→ WHAT YOU ARE ASKED TO DO: Restate word for word the lines from the one containing "box for dark" through the end of the listing below, with both ends included.

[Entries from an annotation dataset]
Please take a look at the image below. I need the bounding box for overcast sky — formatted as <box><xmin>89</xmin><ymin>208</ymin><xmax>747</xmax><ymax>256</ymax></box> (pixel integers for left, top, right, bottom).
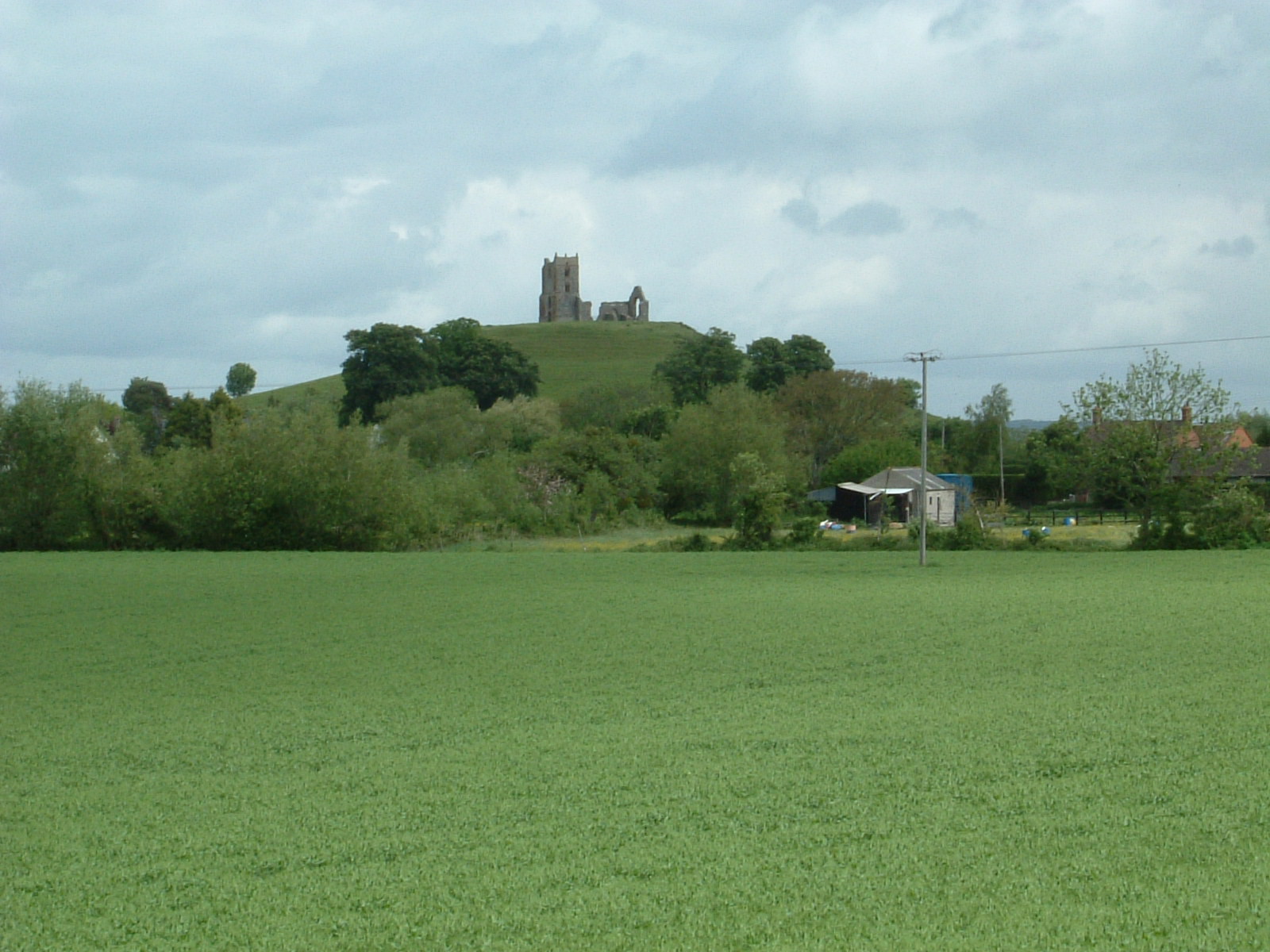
<box><xmin>0</xmin><ymin>0</ymin><xmax>1270</xmax><ymax>419</ymax></box>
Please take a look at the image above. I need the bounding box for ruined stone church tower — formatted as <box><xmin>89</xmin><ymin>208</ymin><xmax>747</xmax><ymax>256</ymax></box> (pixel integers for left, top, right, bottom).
<box><xmin>538</xmin><ymin>255</ymin><xmax>591</xmax><ymax>324</ymax></box>
<box><xmin>538</xmin><ymin>255</ymin><xmax>648</xmax><ymax>324</ymax></box>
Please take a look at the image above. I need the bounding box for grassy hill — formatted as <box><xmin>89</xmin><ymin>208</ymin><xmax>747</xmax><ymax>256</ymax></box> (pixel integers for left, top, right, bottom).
<box><xmin>243</xmin><ymin>321</ymin><xmax>697</xmax><ymax>406</ymax></box>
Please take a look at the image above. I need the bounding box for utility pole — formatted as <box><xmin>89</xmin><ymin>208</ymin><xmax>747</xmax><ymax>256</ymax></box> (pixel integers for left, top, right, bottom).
<box><xmin>904</xmin><ymin>351</ymin><xmax>942</xmax><ymax>565</ymax></box>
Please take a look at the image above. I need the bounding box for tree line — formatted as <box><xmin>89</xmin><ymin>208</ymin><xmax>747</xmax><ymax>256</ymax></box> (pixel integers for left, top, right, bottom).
<box><xmin>0</xmin><ymin>319</ymin><xmax>1264</xmax><ymax>551</ymax></box>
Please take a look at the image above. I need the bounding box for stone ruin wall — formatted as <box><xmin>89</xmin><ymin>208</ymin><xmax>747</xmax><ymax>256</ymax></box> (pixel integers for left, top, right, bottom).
<box><xmin>538</xmin><ymin>255</ymin><xmax>648</xmax><ymax>324</ymax></box>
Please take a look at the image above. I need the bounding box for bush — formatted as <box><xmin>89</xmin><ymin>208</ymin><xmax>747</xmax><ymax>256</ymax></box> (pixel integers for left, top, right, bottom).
<box><xmin>1191</xmin><ymin>484</ymin><xmax>1270</xmax><ymax>548</ymax></box>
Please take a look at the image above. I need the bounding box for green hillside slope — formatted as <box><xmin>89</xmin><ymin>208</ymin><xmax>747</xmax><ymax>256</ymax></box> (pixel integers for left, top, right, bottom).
<box><xmin>243</xmin><ymin>321</ymin><xmax>697</xmax><ymax>406</ymax></box>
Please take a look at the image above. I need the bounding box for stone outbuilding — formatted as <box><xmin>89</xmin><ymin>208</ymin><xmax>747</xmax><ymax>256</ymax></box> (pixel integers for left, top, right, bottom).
<box><xmin>808</xmin><ymin>466</ymin><xmax>956</xmax><ymax>525</ymax></box>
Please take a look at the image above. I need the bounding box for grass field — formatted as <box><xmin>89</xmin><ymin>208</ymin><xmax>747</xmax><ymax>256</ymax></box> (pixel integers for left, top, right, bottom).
<box><xmin>0</xmin><ymin>551</ymin><xmax>1270</xmax><ymax>950</ymax></box>
<box><xmin>243</xmin><ymin>321</ymin><xmax>697</xmax><ymax>406</ymax></box>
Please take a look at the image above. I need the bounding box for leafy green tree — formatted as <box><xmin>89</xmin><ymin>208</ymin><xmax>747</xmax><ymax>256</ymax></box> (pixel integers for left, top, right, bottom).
<box><xmin>745</xmin><ymin>338</ymin><xmax>790</xmax><ymax>393</ymax></box>
<box><xmin>745</xmin><ymin>334</ymin><xmax>833</xmax><ymax>393</ymax></box>
<box><xmin>821</xmin><ymin>436</ymin><xmax>921</xmax><ymax>485</ymax></box>
<box><xmin>1192</xmin><ymin>482</ymin><xmax>1270</xmax><ymax>548</ymax></box>
<box><xmin>123</xmin><ymin>377</ymin><xmax>173</xmax><ymax>451</ymax></box>
<box><xmin>225</xmin><ymin>363</ymin><xmax>256</xmax><ymax>397</ymax></box>
<box><xmin>1024</xmin><ymin>416</ymin><xmax>1087</xmax><ymax>503</ymax></box>
<box><xmin>163</xmin><ymin>387</ymin><xmax>243</xmax><ymax>448</ymax></box>
<box><xmin>161</xmin><ymin>402</ymin><xmax>433</xmax><ymax>551</ymax></box>
<box><xmin>1063</xmin><ymin>349</ymin><xmax>1240</xmax><ymax>546</ymax></box>
<box><xmin>660</xmin><ymin>385</ymin><xmax>805</xmax><ymax>525</ymax></box>
<box><xmin>428</xmin><ymin>317</ymin><xmax>541</xmax><ymax>410</ymax></box>
<box><xmin>652</xmin><ymin>328</ymin><xmax>745</xmax><ymax>406</ymax></box>
<box><xmin>533</xmin><ymin>427</ymin><xmax>659</xmax><ymax>520</ymax></box>
<box><xmin>339</xmin><ymin>324</ymin><xmax>441</xmax><ymax>427</ymax></box>
<box><xmin>123</xmin><ymin>377</ymin><xmax>171</xmax><ymax>416</ymax></box>
<box><xmin>379</xmin><ymin>387</ymin><xmax>494</xmax><ymax>466</ymax></box>
<box><xmin>560</xmin><ymin>382</ymin><xmax>671</xmax><ymax>433</ymax></box>
<box><xmin>730</xmin><ymin>453</ymin><xmax>789</xmax><ymax>548</ymax></box>
<box><xmin>484</xmin><ymin>396</ymin><xmax>560</xmax><ymax>453</ymax></box>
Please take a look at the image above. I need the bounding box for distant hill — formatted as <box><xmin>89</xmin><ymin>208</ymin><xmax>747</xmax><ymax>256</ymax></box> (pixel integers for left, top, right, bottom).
<box><xmin>241</xmin><ymin>321</ymin><xmax>698</xmax><ymax>408</ymax></box>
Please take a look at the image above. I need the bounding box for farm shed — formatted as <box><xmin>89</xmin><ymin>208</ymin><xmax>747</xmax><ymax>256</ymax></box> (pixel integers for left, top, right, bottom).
<box><xmin>808</xmin><ymin>466</ymin><xmax>956</xmax><ymax>525</ymax></box>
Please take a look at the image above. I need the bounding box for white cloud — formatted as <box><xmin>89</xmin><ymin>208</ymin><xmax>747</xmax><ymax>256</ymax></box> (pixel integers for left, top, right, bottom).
<box><xmin>0</xmin><ymin>0</ymin><xmax>1270</xmax><ymax>416</ymax></box>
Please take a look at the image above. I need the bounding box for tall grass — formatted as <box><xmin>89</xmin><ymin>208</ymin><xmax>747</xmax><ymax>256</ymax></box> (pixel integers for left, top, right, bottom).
<box><xmin>0</xmin><ymin>551</ymin><xmax>1270</xmax><ymax>950</ymax></box>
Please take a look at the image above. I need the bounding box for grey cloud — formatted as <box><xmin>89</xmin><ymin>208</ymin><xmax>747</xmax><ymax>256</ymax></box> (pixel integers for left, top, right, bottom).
<box><xmin>1199</xmin><ymin>235</ymin><xmax>1257</xmax><ymax>258</ymax></box>
<box><xmin>929</xmin><ymin>0</ymin><xmax>995</xmax><ymax>40</ymax></box>
<box><xmin>781</xmin><ymin>198</ymin><xmax>821</xmax><ymax>231</ymax></box>
<box><xmin>932</xmin><ymin>207</ymin><xmax>983</xmax><ymax>230</ymax></box>
<box><xmin>824</xmin><ymin>202</ymin><xmax>904</xmax><ymax>237</ymax></box>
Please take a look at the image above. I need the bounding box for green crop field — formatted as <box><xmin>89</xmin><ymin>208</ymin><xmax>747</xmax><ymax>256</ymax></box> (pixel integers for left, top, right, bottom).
<box><xmin>243</xmin><ymin>321</ymin><xmax>697</xmax><ymax>406</ymax></box>
<box><xmin>0</xmin><ymin>551</ymin><xmax>1270</xmax><ymax>952</ymax></box>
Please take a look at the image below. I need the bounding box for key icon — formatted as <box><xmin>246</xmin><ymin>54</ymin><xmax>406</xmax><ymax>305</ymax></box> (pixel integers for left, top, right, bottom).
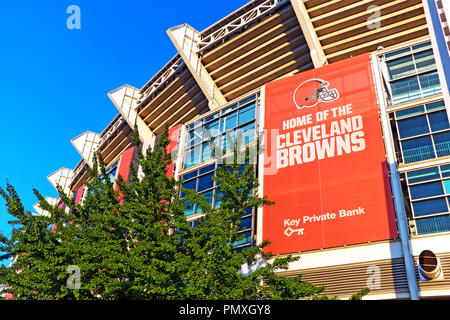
<box><xmin>284</xmin><ymin>227</ymin><xmax>305</xmax><ymax>237</ymax></box>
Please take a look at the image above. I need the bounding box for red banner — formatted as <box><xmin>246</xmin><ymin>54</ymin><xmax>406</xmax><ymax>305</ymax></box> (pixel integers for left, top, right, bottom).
<box><xmin>263</xmin><ymin>54</ymin><xmax>397</xmax><ymax>254</ymax></box>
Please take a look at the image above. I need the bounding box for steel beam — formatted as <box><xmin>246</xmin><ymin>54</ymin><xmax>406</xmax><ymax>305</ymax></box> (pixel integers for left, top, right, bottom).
<box><xmin>47</xmin><ymin>168</ymin><xmax>73</xmax><ymax>196</ymax></box>
<box><xmin>290</xmin><ymin>0</ymin><xmax>328</xmax><ymax>68</ymax></box>
<box><xmin>167</xmin><ymin>24</ymin><xmax>227</xmax><ymax>110</ymax></box>
<box><xmin>33</xmin><ymin>197</ymin><xmax>58</xmax><ymax>217</ymax></box>
<box><xmin>108</xmin><ymin>85</ymin><xmax>155</xmax><ymax>151</ymax></box>
<box><xmin>70</xmin><ymin>131</ymin><xmax>100</xmax><ymax>168</ymax></box>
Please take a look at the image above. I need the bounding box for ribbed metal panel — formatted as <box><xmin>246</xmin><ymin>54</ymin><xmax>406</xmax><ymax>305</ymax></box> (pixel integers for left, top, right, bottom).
<box><xmin>414</xmin><ymin>253</ymin><xmax>450</xmax><ymax>291</ymax></box>
<box><xmin>279</xmin><ymin>258</ymin><xmax>409</xmax><ymax>298</ymax></box>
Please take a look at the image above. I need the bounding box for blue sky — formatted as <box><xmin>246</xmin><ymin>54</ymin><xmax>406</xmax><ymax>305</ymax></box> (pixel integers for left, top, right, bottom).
<box><xmin>0</xmin><ymin>0</ymin><xmax>248</xmax><ymax>260</ymax></box>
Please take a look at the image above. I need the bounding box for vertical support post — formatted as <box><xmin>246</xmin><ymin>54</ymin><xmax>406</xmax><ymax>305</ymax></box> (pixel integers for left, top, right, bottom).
<box><xmin>290</xmin><ymin>0</ymin><xmax>328</xmax><ymax>68</ymax></box>
<box><xmin>371</xmin><ymin>54</ymin><xmax>420</xmax><ymax>300</ymax></box>
<box><xmin>167</xmin><ymin>24</ymin><xmax>227</xmax><ymax>110</ymax></box>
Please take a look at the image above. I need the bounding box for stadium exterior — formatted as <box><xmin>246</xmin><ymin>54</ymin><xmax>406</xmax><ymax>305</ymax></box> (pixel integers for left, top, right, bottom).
<box><xmin>35</xmin><ymin>0</ymin><xmax>450</xmax><ymax>300</ymax></box>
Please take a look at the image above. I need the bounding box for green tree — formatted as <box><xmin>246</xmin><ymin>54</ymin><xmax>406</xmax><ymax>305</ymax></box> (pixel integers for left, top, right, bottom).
<box><xmin>0</xmin><ymin>130</ymin><xmax>366</xmax><ymax>300</ymax></box>
<box><xmin>178</xmin><ymin>135</ymin><xmax>324</xmax><ymax>300</ymax></box>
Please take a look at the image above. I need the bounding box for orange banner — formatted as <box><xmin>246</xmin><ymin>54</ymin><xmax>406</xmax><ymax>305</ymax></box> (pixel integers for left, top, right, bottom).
<box><xmin>263</xmin><ymin>54</ymin><xmax>397</xmax><ymax>254</ymax></box>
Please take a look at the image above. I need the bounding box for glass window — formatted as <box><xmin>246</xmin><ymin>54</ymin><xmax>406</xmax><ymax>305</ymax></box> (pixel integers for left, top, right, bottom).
<box><xmin>221</xmin><ymin>111</ymin><xmax>237</xmax><ymax>132</ymax></box>
<box><xmin>182</xmin><ymin>170</ymin><xmax>198</xmax><ymax>180</ymax></box>
<box><xmin>387</xmin><ymin>56</ymin><xmax>416</xmax><ymax>79</ymax></box>
<box><xmin>401</xmin><ymin>136</ymin><xmax>436</xmax><ymax>163</ymax></box>
<box><xmin>221</xmin><ymin>131</ymin><xmax>236</xmax><ymax>153</ymax></box>
<box><xmin>184</xmin><ymin>202</ymin><xmax>194</xmax><ymax>217</ymax></box>
<box><xmin>395</xmin><ymin>106</ymin><xmax>425</xmax><ymax>119</ymax></box>
<box><xmin>441</xmin><ymin>164</ymin><xmax>450</xmax><ymax>178</ymax></box>
<box><xmin>186</xmin><ymin>127</ymin><xmax>202</xmax><ymax>147</ymax></box>
<box><xmin>385</xmin><ymin>42</ymin><xmax>441</xmax><ymax>104</ymax></box>
<box><xmin>409</xmin><ymin>181</ymin><xmax>444</xmax><ymax>200</ymax></box>
<box><xmin>198</xmin><ymin>163</ymin><xmax>216</xmax><ymax>174</ymax></box>
<box><xmin>203</xmin><ymin>190</ymin><xmax>213</xmax><ymax>205</ymax></box>
<box><xmin>241</xmin><ymin>216</ymin><xmax>253</xmax><ymax>230</ymax></box>
<box><xmin>414</xmin><ymin>49</ymin><xmax>436</xmax><ymax>72</ymax></box>
<box><xmin>238</xmin><ymin>103</ymin><xmax>255</xmax><ymax>126</ymax></box>
<box><xmin>181</xmin><ymin>179</ymin><xmax>197</xmax><ymax>194</ymax></box>
<box><xmin>386</xmin><ymin>48</ymin><xmax>411</xmax><ymax>60</ymax></box>
<box><xmin>233</xmin><ymin>231</ymin><xmax>252</xmax><ymax>247</ymax></box>
<box><xmin>203</xmin><ymin>119</ymin><xmax>219</xmax><ymax>140</ymax></box>
<box><xmin>238</xmin><ymin>122</ymin><xmax>255</xmax><ymax>145</ymax></box>
<box><xmin>433</xmin><ymin>131</ymin><xmax>450</xmax><ymax>157</ymax></box>
<box><xmin>419</xmin><ymin>72</ymin><xmax>442</xmax><ymax>97</ymax></box>
<box><xmin>416</xmin><ymin>215</ymin><xmax>450</xmax><ymax>234</ymax></box>
<box><xmin>197</xmin><ymin>172</ymin><xmax>214</xmax><ymax>192</ymax></box>
<box><xmin>202</xmin><ymin>142</ymin><xmax>214</xmax><ymax>162</ymax></box>
<box><xmin>442</xmin><ymin>180</ymin><xmax>450</xmax><ymax>194</ymax></box>
<box><xmin>406</xmin><ymin>167</ymin><xmax>440</xmax><ymax>183</ymax></box>
<box><xmin>184</xmin><ymin>146</ymin><xmax>201</xmax><ymax>169</ymax></box>
<box><xmin>412</xmin><ymin>198</ymin><xmax>448</xmax><ymax>217</ymax></box>
<box><xmin>428</xmin><ymin>110</ymin><xmax>450</xmax><ymax>131</ymax></box>
<box><xmin>391</xmin><ymin>76</ymin><xmax>422</xmax><ymax>104</ymax></box>
<box><xmin>214</xmin><ymin>189</ymin><xmax>223</xmax><ymax>208</ymax></box>
<box><xmin>397</xmin><ymin>115</ymin><xmax>430</xmax><ymax>139</ymax></box>
<box><xmin>426</xmin><ymin>100</ymin><xmax>445</xmax><ymax>111</ymax></box>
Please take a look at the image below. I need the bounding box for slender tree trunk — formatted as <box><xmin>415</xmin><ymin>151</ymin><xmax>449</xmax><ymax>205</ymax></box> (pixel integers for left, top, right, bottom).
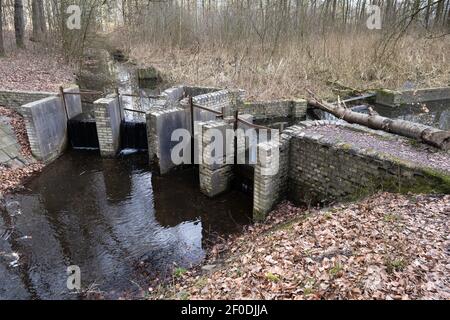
<box><xmin>309</xmin><ymin>92</ymin><xmax>450</xmax><ymax>150</ymax></box>
<box><xmin>14</xmin><ymin>0</ymin><xmax>25</xmax><ymax>48</ymax></box>
<box><xmin>31</xmin><ymin>0</ymin><xmax>42</xmax><ymax>41</ymax></box>
<box><xmin>36</xmin><ymin>0</ymin><xmax>47</xmax><ymax>34</ymax></box>
<box><xmin>0</xmin><ymin>0</ymin><xmax>5</xmax><ymax>57</ymax></box>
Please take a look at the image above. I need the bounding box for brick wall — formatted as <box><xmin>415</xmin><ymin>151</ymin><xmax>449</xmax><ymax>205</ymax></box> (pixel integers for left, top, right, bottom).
<box><xmin>289</xmin><ymin>121</ymin><xmax>450</xmax><ymax>202</ymax></box>
<box><xmin>254</xmin><ymin>120</ymin><xmax>450</xmax><ymax>220</ymax></box>
<box><xmin>376</xmin><ymin>87</ymin><xmax>450</xmax><ymax>107</ymax></box>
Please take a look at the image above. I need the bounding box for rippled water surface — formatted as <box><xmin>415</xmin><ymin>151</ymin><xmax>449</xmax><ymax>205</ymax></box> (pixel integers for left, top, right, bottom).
<box><xmin>0</xmin><ymin>152</ymin><xmax>251</xmax><ymax>299</ymax></box>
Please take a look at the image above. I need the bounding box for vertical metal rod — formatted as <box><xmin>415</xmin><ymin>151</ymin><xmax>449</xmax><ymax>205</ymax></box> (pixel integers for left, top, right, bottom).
<box><xmin>59</xmin><ymin>87</ymin><xmax>70</xmax><ymax>120</ymax></box>
<box><xmin>114</xmin><ymin>87</ymin><xmax>123</xmax><ymax>122</ymax></box>
<box><xmin>234</xmin><ymin>110</ymin><xmax>239</xmax><ymax>166</ymax></box>
<box><xmin>189</xmin><ymin>97</ymin><xmax>195</xmax><ymax>165</ymax></box>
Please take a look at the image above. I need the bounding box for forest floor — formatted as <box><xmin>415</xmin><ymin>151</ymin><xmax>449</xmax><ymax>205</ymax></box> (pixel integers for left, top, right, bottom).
<box><xmin>0</xmin><ymin>50</ymin><xmax>74</xmax><ymax>92</ymax></box>
<box><xmin>150</xmin><ymin>193</ymin><xmax>450</xmax><ymax>300</ymax></box>
<box><xmin>0</xmin><ymin>106</ymin><xmax>43</xmax><ymax>195</ymax></box>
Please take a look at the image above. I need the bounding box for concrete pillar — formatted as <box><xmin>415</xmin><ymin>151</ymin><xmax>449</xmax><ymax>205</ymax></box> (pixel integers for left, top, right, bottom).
<box><xmin>253</xmin><ymin>134</ymin><xmax>291</xmax><ymax>221</ymax></box>
<box><xmin>146</xmin><ymin>108</ymin><xmax>190</xmax><ymax>175</ymax></box>
<box><xmin>292</xmin><ymin>99</ymin><xmax>308</xmax><ymax>121</ymax></box>
<box><xmin>94</xmin><ymin>98</ymin><xmax>122</xmax><ymax>157</ymax></box>
<box><xmin>198</xmin><ymin>120</ymin><xmax>234</xmax><ymax>198</ymax></box>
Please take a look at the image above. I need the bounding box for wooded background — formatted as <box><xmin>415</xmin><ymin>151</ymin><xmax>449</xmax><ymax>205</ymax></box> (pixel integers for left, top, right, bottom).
<box><xmin>0</xmin><ymin>0</ymin><xmax>450</xmax><ymax>54</ymax></box>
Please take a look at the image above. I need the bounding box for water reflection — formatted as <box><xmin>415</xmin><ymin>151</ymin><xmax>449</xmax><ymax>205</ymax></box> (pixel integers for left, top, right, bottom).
<box><xmin>0</xmin><ymin>153</ymin><xmax>251</xmax><ymax>299</ymax></box>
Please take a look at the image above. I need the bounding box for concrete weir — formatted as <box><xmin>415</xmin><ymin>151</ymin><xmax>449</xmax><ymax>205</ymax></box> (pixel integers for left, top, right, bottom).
<box><xmin>0</xmin><ymin>86</ymin><xmax>450</xmax><ymax>220</ymax></box>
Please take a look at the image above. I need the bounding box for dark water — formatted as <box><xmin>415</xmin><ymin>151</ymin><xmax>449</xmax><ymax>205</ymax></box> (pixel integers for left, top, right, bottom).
<box><xmin>0</xmin><ymin>152</ymin><xmax>251</xmax><ymax>299</ymax></box>
<box><xmin>374</xmin><ymin>100</ymin><xmax>450</xmax><ymax>130</ymax></box>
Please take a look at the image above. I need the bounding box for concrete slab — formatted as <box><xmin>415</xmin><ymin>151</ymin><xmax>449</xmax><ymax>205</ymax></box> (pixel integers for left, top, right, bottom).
<box><xmin>0</xmin><ymin>150</ymin><xmax>11</xmax><ymax>164</ymax></box>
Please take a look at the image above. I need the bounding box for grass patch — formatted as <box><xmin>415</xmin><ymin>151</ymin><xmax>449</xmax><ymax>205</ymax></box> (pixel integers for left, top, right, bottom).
<box><xmin>266</xmin><ymin>272</ymin><xmax>281</xmax><ymax>282</ymax></box>
<box><xmin>386</xmin><ymin>258</ymin><xmax>407</xmax><ymax>273</ymax></box>
<box><xmin>173</xmin><ymin>268</ymin><xmax>188</xmax><ymax>278</ymax></box>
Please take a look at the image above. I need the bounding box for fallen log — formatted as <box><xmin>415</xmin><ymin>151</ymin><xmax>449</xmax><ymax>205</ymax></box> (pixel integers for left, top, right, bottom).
<box><xmin>307</xmin><ymin>90</ymin><xmax>450</xmax><ymax>150</ymax></box>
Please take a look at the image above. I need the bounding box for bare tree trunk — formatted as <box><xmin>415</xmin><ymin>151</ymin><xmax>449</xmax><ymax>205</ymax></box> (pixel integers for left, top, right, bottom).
<box><xmin>14</xmin><ymin>0</ymin><xmax>25</xmax><ymax>48</ymax></box>
<box><xmin>37</xmin><ymin>0</ymin><xmax>47</xmax><ymax>34</ymax></box>
<box><xmin>308</xmin><ymin>91</ymin><xmax>450</xmax><ymax>150</ymax></box>
<box><xmin>0</xmin><ymin>0</ymin><xmax>5</xmax><ymax>57</ymax></box>
<box><xmin>31</xmin><ymin>0</ymin><xmax>42</xmax><ymax>41</ymax></box>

→ WRITTEN ANSWER:
Please take a look at the image above. I need the bounding box for dark water — formatted as <box><xmin>415</xmin><ymin>151</ymin><xmax>449</xmax><ymax>205</ymax></box> (pixel integers for left, top, right, bottom).
<box><xmin>0</xmin><ymin>152</ymin><xmax>251</xmax><ymax>299</ymax></box>
<box><xmin>374</xmin><ymin>100</ymin><xmax>450</xmax><ymax>130</ymax></box>
Please take a look at the image above. I need the bounding box for concrete slab — formatted as <box><xmin>415</xmin><ymin>151</ymin><xmax>449</xmax><ymax>205</ymax></box> (pixel integers for left, top, right, bottom).
<box><xmin>0</xmin><ymin>150</ymin><xmax>11</xmax><ymax>164</ymax></box>
Please take a look at the image above. I need the bounding box for grass patch — formatted as <box><xmin>415</xmin><ymin>151</ymin><xmax>449</xmax><ymax>205</ymax></box> (pixel integers for left, top, right, bottom).
<box><xmin>266</xmin><ymin>272</ymin><xmax>281</xmax><ymax>282</ymax></box>
<box><xmin>386</xmin><ymin>258</ymin><xmax>407</xmax><ymax>273</ymax></box>
<box><xmin>173</xmin><ymin>268</ymin><xmax>188</xmax><ymax>278</ymax></box>
Please take a look at the image above. I need the bounding box for fallen log — formatted as <box><xmin>415</xmin><ymin>151</ymin><xmax>449</xmax><ymax>205</ymax></box> (pixel integers for left, top, right, bottom).
<box><xmin>307</xmin><ymin>90</ymin><xmax>450</xmax><ymax>150</ymax></box>
Please take a look at the image above. I need the bounding box for bare tree trunk — formatted as <box><xmin>415</xmin><ymin>151</ymin><xmax>449</xmax><ymax>205</ymax></box> (pixel integers for left, top, right, bottom).
<box><xmin>14</xmin><ymin>0</ymin><xmax>25</xmax><ymax>48</ymax></box>
<box><xmin>37</xmin><ymin>0</ymin><xmax>47</xmax><ymax>34</ymax></box>
<box><xmin>308</xmin><ymin>91</ymin><xmax>450</xmax><ymax>150</ymax></box>
<box><xmin>0</xmin><ymin>0</ymin><xmax>5</xmax><ymax>57</ymax></box>
<box><xmin>31</xmin><ymin>0</ymin><xmax>42</xmax><ymax>41</ymax></box>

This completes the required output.